→ **SUPPLIED PASSAGE**
Opteron NUMA, latency + bandwidth boost questions

Discussion of all forms of processors, from AMD to Intel to VIA.

Moderators: morphine, Flying Fox

Opteron NUMA, latency + bandwidth boost questions

Postposted on Mon Feb 14, 2005 2:02 pm

With the new NForce4 Pro boards, I am starting to appreciate the potential of NUMA, where each CPU has its own RAM and they share via Hypertransport. This gives almost twice the RAM bandwidth.

The overview on GamePC said that NUMA increases bandwidth, but also increases latency by 10%.
http://www.gamepc.com/labs/view_content ... pro&page=3

Why would latency increase? If all the RAM were hanging on one CPU, wouldn't there be just the same latency (over hypertransport) when cpu #2 asks for RAM from CPU #1?


If there IS a difference, could you tweak your setup and put say 2 SIMMS on each CPU, doing benchmarks for your app of interest, then putting all 4 SIMMS on one CPU and seeing which setup would work better for you? Or is there some restriction, like you must have RAM on both CPUS always?
spworley
Gerbil First Class
 
Posts: 159
Joined: Sun Jun 13, 2004 11:25 pm

Postposted on Mon Feb 14, 2005 2:09 pm

Numa? That's the name of my new puppy.

Image
VooBass
Gerbil XP
 
Posts: 497
Joined: Wed Jan 23, 2002 6:00 pm
Location: Canada

Postposted on Mon Feb 14, 2005 2:34 pm

Damned good lookin dog..or should i say horse :lol:
Just an old sheepdog waiting for some nasty wolves to show...ive got more than enough teeth left.
LicketySplit
Gerbil God
 
Posts: 24507
Joined: Sat Jan 19, 2002 6:00 pm
Location: Soap Lake, Wa

Postposted on Mon Feb 14, 2005 2:41 pm

LicketySplit wrote:Damned good lookin dog..or should i say horse :lol:


Lion, actually. Numa means a male lion, which seemed like an appropriate name for a Leonberger (lion hill) puppy. He's 4 months old and already 60 lbs.!
VooBass
Gerbil XP
 
Posts: 497
Joined: Wed Jan 23, 2002 6:00 pm
Location: Canada

Re: Opteron NUMA, latency + bandwidth boost questions

Postposted on Mon Feb 14, 2005 3:43 pm

spworley wrote:Why would latency increase? If all the RAM were hanging on one CPU, wouldn't there be just the same latency (over hypertransport) when cpu #2 asks for RAM from CPU #1?

That should be the latency that they are talking about. Remember there is inherent latency from the memory request arriving at the RAM stick and the actual data coming out on the data lines.

BTW, that small A8N-L looks like a good cheap board to get into SMP. Too bad there aren't more PCIe slots.

→ **RECORDS SUPPLIED**
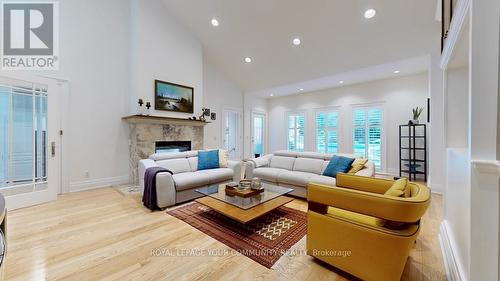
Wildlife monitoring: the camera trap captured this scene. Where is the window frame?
[350,102,387,173]
[285,111,308,152]
[313,106,342,153]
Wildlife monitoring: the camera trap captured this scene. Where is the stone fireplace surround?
[123,115,209,186]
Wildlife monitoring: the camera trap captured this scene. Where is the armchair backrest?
[335,173,430,222]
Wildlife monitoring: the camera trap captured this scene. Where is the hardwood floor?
[5,188,446,281]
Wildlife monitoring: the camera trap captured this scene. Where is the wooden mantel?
[122,115,210,126]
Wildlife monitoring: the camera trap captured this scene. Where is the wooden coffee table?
[195,183,293,224]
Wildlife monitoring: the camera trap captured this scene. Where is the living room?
[0,0,500,281]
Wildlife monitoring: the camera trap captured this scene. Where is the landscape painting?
[155,80,194,113]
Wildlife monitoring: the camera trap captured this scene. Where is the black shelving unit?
[399,124,427,181]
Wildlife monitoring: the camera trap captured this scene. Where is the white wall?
[427,50,446,192]
[445,66,469,148]
[8,0,207,190]
[203,61,243,151]
[53,0,129,189]
[130,0,203,118]
[268,73,428,174]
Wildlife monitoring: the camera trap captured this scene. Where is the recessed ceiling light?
[365,9,377,19]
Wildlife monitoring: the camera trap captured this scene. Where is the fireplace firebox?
[155,141,191,153]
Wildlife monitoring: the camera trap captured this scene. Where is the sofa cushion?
[273,150,297,158]
[198,150,219,171]
[384,178,410,198]
[269,156,295,171]
[156,158,191,174]
[309,176,337,186]
[197,168,233,184]
[293,158,325,175]
[188,156,198,172]
[297,151,333,160]
[323,155,354,177]
[278,171,316,187]
[172,172,210,191]
[253,167,287,182]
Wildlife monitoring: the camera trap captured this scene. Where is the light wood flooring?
[5,188,446,281]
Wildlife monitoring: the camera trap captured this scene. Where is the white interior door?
[0,74,60,210]
[222,109,242,160]
[252,112,266,157]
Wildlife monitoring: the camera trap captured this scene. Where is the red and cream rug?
[167,202,307,268]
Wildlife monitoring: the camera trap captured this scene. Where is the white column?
[428,52,446,192]
[469,0,500,280]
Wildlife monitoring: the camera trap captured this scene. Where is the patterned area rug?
[167,202,307,268]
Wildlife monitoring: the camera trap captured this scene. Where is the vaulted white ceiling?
[163,0,440,92]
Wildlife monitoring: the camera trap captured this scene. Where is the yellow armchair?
[307,173,430,281]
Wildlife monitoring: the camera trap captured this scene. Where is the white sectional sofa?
[245,151,375,198]
[139,151,241,208]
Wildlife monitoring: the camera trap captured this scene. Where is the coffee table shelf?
[195,183,293,224]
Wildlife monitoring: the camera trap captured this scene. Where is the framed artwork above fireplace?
[155,80,194,113]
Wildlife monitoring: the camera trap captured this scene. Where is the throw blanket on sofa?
[142,167,174,211]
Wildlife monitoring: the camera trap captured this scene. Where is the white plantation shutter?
[316,111,338,153]
[353,107,383,170]
[287,113,305,151]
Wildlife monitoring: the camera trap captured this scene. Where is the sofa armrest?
[248,154,273,168]
[156,172,176,208]
[139,159,158,191]
[355,161,375,177]
[245,154,273,179]
[227,160,241,182]
[307,183,430,223]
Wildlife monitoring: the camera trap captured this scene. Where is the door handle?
[50,141,56,158]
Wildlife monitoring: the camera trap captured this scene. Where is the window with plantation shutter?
[287,113,305,151]
[316,111,339,153]
[353,107,383,170]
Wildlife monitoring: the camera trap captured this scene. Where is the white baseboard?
[69,175,130,192]
[427,182,444,195]
[439,220,467,281]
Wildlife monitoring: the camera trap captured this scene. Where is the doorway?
[222,108,242,160]
[0,75,60,210]
[251,112,266,158]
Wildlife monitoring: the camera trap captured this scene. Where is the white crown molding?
[439,220,467,281]
[441,0,471,69]
[471,160,500,177]
[69,175,130,192]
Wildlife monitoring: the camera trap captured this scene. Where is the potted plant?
[412,106,424,124]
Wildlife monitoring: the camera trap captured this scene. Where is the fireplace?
[155,141,191,153]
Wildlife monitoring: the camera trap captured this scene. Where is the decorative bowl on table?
[236,179,252,189]
[250,177,264,190]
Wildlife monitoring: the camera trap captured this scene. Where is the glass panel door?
[252,112,266,157]
[0,76,60,209]
[223,110,240,160]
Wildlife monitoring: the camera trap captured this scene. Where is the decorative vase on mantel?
[137,99,144,115]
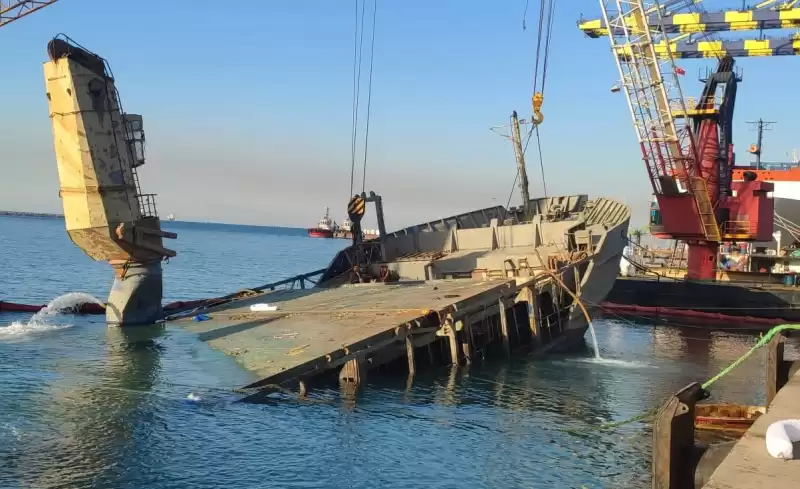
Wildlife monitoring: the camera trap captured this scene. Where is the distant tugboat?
[308,207,334,238]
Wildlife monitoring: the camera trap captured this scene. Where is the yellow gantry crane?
[578,0,800,59]
[0,0,58,27]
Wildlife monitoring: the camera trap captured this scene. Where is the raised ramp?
[171,279,517,388]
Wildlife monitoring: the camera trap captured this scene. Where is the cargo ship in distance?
[308,207,380,240]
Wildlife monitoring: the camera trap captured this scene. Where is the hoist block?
[347,195,367,223]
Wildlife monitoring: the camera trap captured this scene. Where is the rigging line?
[506,127,533,210]
[350,0,366,195]
[533,0,544,91]
[522,0,530,31]
[360,0,378,194]
[534,0,556,92]
[536,126,547,198]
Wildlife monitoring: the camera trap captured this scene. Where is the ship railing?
[136,194,158,217]
[251,268,327,292]
[722,221,758,239]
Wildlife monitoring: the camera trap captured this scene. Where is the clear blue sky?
[0,0,800,227]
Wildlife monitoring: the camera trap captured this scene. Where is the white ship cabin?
[317,207,333,229]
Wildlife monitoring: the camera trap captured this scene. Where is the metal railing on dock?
[651,326,800,489]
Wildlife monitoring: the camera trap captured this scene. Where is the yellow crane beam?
[578,0,800,38]
[616,35,800,59]
[0,0,58,27]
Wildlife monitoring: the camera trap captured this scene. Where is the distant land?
[0,211,64,219]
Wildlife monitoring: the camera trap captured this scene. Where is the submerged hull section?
[320,195,630,347]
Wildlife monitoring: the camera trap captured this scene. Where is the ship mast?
[511,110,531,221]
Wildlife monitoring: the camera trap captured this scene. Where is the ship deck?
[171,279,539,398]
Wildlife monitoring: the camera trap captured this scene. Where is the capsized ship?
[319,195,630,347]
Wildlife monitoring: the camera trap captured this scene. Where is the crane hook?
[531,92,544,127]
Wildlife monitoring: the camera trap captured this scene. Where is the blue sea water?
[0,217,764,489]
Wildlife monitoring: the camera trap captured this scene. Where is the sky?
[0,0,800,230]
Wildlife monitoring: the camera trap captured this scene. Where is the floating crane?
[600,0,773,280]
[44,38,177,325]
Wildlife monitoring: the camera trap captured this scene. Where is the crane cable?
[506,0,556,208]
[350,0,378,195]
[350,0,366,195]
[360,0,378,193]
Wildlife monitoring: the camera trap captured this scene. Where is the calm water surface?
[0,218,764,489]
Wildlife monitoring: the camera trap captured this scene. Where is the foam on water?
[0,292,102,338]
[570,357,658,368]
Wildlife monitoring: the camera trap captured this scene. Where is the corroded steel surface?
[174,279,516,384]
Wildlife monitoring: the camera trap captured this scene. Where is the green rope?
[702,324,800,389]
[563,324,800,435]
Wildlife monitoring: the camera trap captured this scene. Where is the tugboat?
[308,207,333,238]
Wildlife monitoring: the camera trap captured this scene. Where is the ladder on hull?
[600,0,720,242]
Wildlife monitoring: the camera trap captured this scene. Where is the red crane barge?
[603,2,774,280]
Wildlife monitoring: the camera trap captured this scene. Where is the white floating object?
[765,419,800,460]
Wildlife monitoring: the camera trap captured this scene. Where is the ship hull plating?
[106,262,164,326]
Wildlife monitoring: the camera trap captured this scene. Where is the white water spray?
[589,321,603,360]
[0,292,102,338]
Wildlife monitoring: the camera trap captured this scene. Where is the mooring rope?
[564,324,800,435]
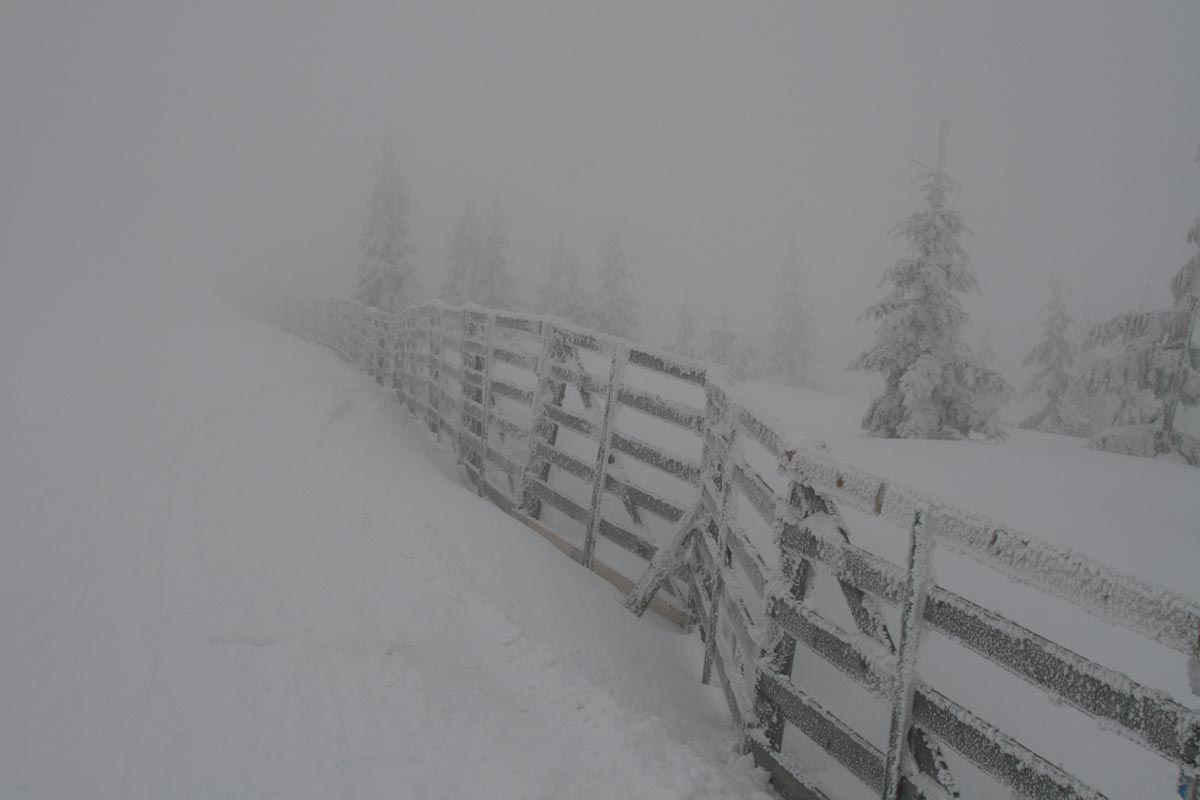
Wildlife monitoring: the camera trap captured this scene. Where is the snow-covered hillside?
[739,383,1200,799]
[0,277,766,800]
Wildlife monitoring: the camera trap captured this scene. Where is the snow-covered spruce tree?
[534,236,593,327]
[1021,276,1084,437]
[1085,159,1200,467]
[354,144,421,311]
[438,200,484,305]
[763,252,816,386]
[467,205,521,311]
[667,306,700,359]
[592,233,637,339]
[850,120,1015,439]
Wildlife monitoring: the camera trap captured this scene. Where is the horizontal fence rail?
[282,301,1200,800]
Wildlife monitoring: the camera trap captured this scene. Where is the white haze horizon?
[0,2,1200,393]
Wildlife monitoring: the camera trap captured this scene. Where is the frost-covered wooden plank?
[458,395,484,422]
[550,363,608,397]
[625,501,704,616]
[629,347,708,386]
[731,457,775,525]
[460,336,487,357]
[618,386,704,434]
[492,378,534,405]
[884,511,934,798]
[721,582,761,676]
[725,521,767,597]
[487,446,521,479]
[583,348,629,567]
[746,732,830,800]
[461,367,484,389]
[779,517,905,606]
[487,410,529,441]
[496,313,541,336]
[605,475,684,522]
[546,405,596,439]
[559,325,612,353]
[767,596,896,697]
[738,407,784,458]
[479,314,496,497]
[524,477,588,524]
[532,441,593,483]
[612,431,700,485]
[706,604,754,728]
[925,587,1200,763]
[458,429,484,457]
[492,344,538,372]
[758,672,884,792]
[482,479,514,513]
[598,517,658,561]
[912,684,1104,800]
[784,449,1200,652]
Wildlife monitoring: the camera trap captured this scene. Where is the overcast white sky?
[0,0,1200,391]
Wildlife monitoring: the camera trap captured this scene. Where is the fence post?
[882,506,934,800]
[476,312,496,497]
[582,344,629,570]
[521,319,565,519]
[754,481,817,752]
[701,386,734,690]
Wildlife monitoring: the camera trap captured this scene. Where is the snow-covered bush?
[1085,154,1200,467]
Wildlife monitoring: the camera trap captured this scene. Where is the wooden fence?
[286,301,1200,800]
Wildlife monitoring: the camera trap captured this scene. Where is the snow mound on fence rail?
[738,383,1200,597]
[0,281,767,800]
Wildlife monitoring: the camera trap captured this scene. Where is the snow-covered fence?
[276,301,1200,800]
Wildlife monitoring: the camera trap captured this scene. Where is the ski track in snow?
[0,281,767,800]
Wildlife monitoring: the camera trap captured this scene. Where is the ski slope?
[0,276,767,800]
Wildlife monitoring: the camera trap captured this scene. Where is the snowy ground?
[0,277,764,800]
[739,383,1200,799]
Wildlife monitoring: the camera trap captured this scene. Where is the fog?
[0,0,1200,389]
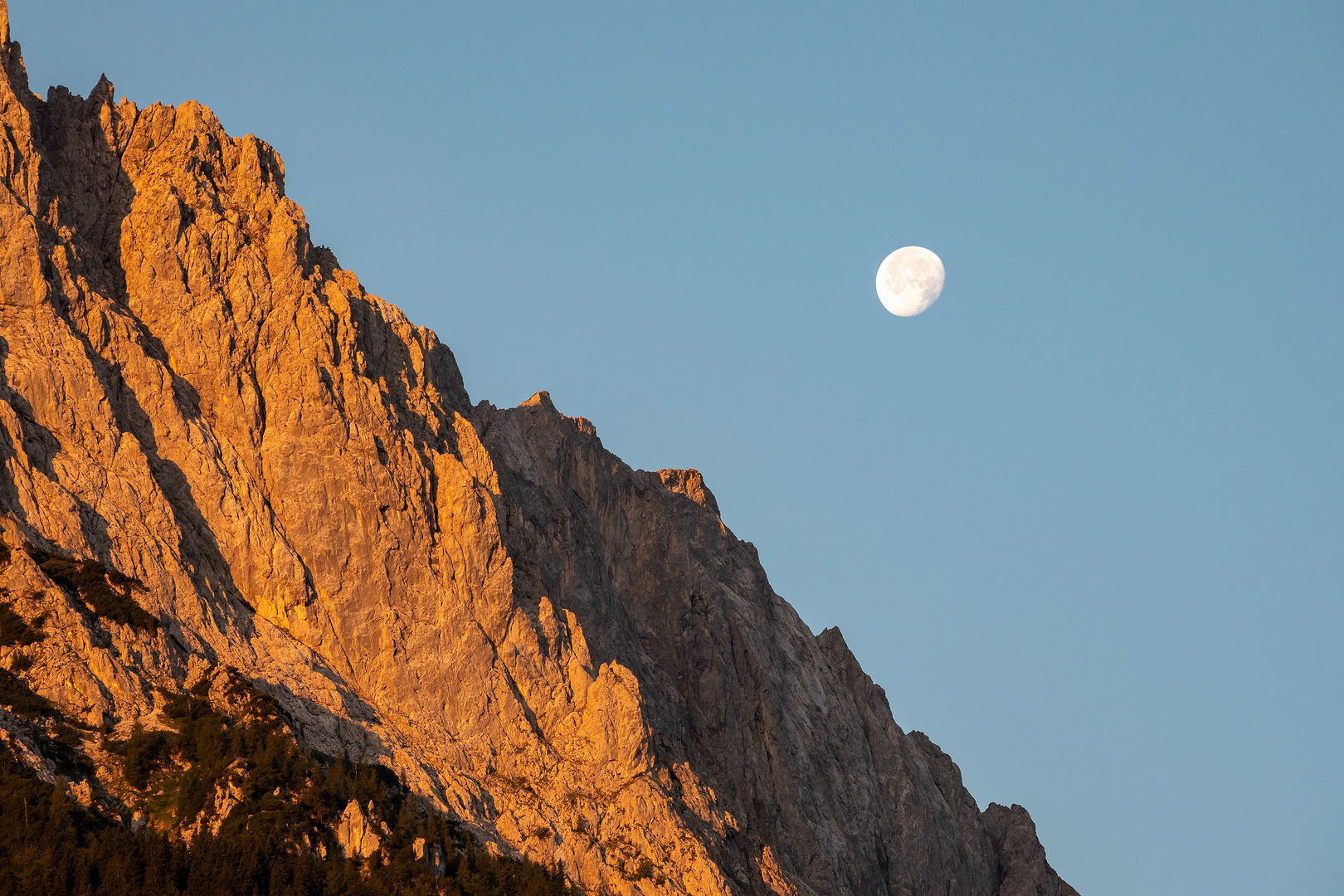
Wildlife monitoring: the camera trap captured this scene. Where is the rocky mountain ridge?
[0,7,1074,896]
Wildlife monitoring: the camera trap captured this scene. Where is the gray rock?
[0,21,1074,896]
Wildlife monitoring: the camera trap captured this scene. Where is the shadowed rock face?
[0,7,1074,896]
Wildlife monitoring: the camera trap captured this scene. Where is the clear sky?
[11,0,1344,896]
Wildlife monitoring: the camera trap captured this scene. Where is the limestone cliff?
[0,12,1074,896]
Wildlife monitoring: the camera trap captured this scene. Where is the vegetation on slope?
[0,670,572,896]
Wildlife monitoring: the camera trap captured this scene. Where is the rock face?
[0,8,1074,896]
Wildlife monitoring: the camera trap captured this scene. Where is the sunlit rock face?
[0,13,1074,896]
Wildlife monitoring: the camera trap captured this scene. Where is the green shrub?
[23,544,158,631]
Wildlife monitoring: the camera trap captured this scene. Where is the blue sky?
[11,0,1344,896]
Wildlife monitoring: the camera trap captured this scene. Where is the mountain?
[0,8,1075,896]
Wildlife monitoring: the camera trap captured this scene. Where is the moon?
[878,246,946,317]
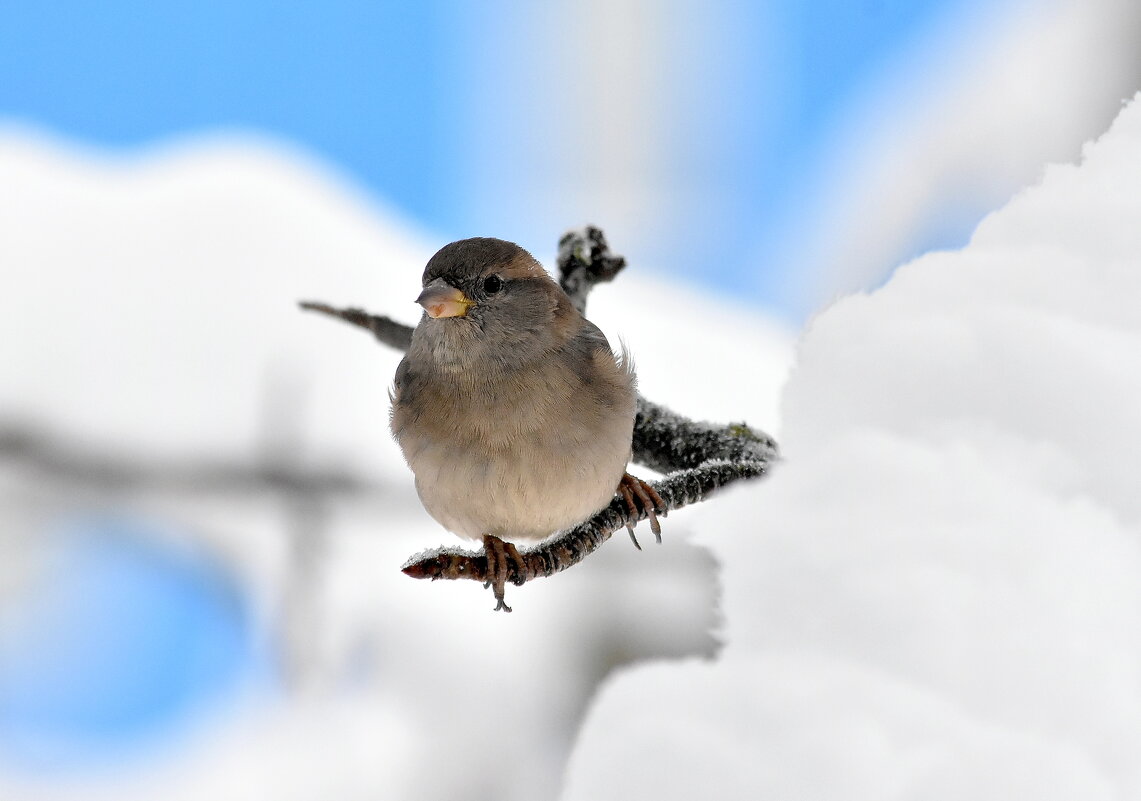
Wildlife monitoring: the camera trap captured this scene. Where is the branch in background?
[301,227,779,604]
[299,301,412,350]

→ **WORK INSTRUCTIONS**
1 – Answer from the Opteron NUMA thread:
(a) By how much does the GamePC overview say NUMA increases latency?
(b) How old is the puppy named Numa?
(c) Which board is called a good cheap board to get into SMP?
2 – Reproduce the Opteron NUMA thread between "With the new" and "both CPUS always?", inclusive, switching "SIMMS" to "DIMMs".
3 – Please proceed with the Opteron NUMA thread from the point where it stops.

→ **THE RESULTS**
1 –
(a) 10%
(b) 4 months
(c) The A8N-L

2 –
With the new NForce4 Pro boards, I am starting to appreciate the potential of NUMA, where each CPU has its own RAM and they share via Hypertransport. This gives almost twice the RAM bandwidth.

The overview on GamePC said that NUMA increases bandwidth, but also increases latency by 10%.
http://www.gamepc.com/labs/view_content ... pro&page=3

Why would latency increase? If all the RAM were hanging on one CPU, wouldn't there be just the same latency (over hypertransport) when cpu #2 asks for RAM from CPU #1?


If there IS a difference, could you tweak your setup and put say 2 DIMMs on each CPU, doing benchmarks for your app of interest, then putting all 4 DIMMs on one CPU and seeing which setup would work better for you? Or is there some restriction, like you must have RAM on both CPUS always?

3 –
Flying Fox
Gerbil God
 
Posts: 21718
Joined: Mon May 24, 2004 1:19 am

Re: Opteron NUMA, latency + bandwidth boost questions

Postposted on Mon Feb 14, 2005 4:21 pm

Flying Fox wrote:
spworley wrote:Why would latency increase? If all the RAM were hanging on one CPU, wouldn't there be just the same latency (over hypertransport) when cpu #2 asks for RAM from CPU #1?

That should be the latency that they are talking about. Remember there is inherent latency from the memory request arriving at the RAM stick and the actual data coming out on the data lines.


Well, there's one hop of latency from RAM to the CPU. If the other CPU is the one that needs the data, then there's a second hop from CPU 1 to CPU2. A single CPU machine never has that second hop, so its latency is smaller.

But my question is why latency would be increased by having RAM hanging off both CPUs as opposed to just one. If the RAM is on just one cpu, then EVERY access by CPU #2 will have the hypertransport hop. If RAM is on both CPUS, then half of CPU #1's queries will need a hop, and half of CPU #2's queries will need a hop, and the net average latency should be the same, shouldn't they?

The best way to tell is to actually try it with a NUMA motherboard I guess. :-)

VooBass, you get immediate cute puppy points. :)
spworley
Gerbil First Class
 
Posts: 159
Joined: Sun Jun 13, 2004 11:25 pm

Postposted on Mon Feb 14, 2005 11:06 pm

It's because the stuff stored in one CPU's bank isn't completely replicated in the other CPU's RAM bank. Every time CPU0 asks for data that is in CPU1's RAM bank, the data fetch request hast to go over the HT bus which results in an initial latency hit of about 17-20ns. A NUMA aware OS will be better at keeping NUMA transfers to a bare minimum which will result in a lower over all latency increase.
Adamantine
Gerbil Team Leader
 
Posts: 230
Joined: Mon Feb 14, 2005 10:41 pm
Location: MI

Postposted on Tue Feb 15, 2005 3:17 am

Adamantine wrote: A NUMA aware OS will be better at keeping NUMA transfers to a bare minimum which will result in a lower over all latency increase.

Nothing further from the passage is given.